(Text):
** BEGIN **
This phenomenon is attributed mainly to the skin effect, where the electromagnetic induction intensity in the metal melt decreases with increasing depth into the sample. Compared with that occurring at low frequency, at high frequency, the (i) electromagnetic-field penetration of a given melt will be lower (see Eq. (4)) and (ii) heating is more concentrated and the heating time is shorter. Therefore, the Fe–C alloy contacting the liquid steel channel melted before the center of the blocking layer. The last referential node located 5 mm away from the inner wall of the channel melted when the frequency increased to a certain value (which satisfies the requirement of the steel-teeming time of the 110 t ladle). This value corresponds to the optimal frequency for steel teeming of the 110 t ladle of a steel mill.
** END **
(Material):
** BEGIN **
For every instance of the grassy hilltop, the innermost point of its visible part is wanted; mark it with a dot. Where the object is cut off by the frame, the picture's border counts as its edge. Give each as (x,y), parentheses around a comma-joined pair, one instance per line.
** END **
(Stated goal 1):
List each way the passage on ladle induction heating says high frequency differs from low frequency.
(Stated goal 2):
According to the passage on ladle induction heating, how far from the inner wall of the channel is the last referential node?
(Stated goal 3):
Write the next few sentences of the passage on ladle induction heating, picking up after its final sentence.
The material is not needed for any of this work.

(Result 1):
- The electromagnetic-field penetration of a given melt is lower.
- Heating is more concentrated.
- The heating time is shorter.

(Result 2):
It is 5 mm away from the inner wall of the channel.

(Result 3):
A frequency of 35.7 kHz was selected for the study aimed at determining the influence of the output current I and output power P of the induction heating power supply on the heating time. The values of I and P were varied during the study. When P was (i) 31.3 kW and 34.1 kW and (ii) 40.2 kW, the Fe–C alloy in the nozzle brick (i) resisted melting in the aforementioned schedule time and (ii) melted to the set node within 120 s, respectively. The time for melting of the blocking layer edge and, hence, the time required for fall off of the blocking layer decreased with increasing heating power. Consider the match of induction workpieces. (owing to the skin effect, the effective sectional area for the current in the conductor decreased and, hence, the resistance and power loss increased. In addition, the strength of the eddy, and eddy-current loss increased with increasing frequency, whereas the life of the coil decreased). When the power increased to 40.2 kW, the corresponding heating time corresponded to the theoretical optimal value. The frequency, output current, and steel-teeming time corresponding to this value were 35.7 kHz, 152.9 A, and 117.6 s, respectively. The variation in the calculated (via numerical simulation) value with heating frequency is shown in Table 2 (the calculation of other schemes is similar to that of this scheme and, hence, a detailed explanation of this calculation was deemed unnecessary).

Table 2. The result of the numerical simulation.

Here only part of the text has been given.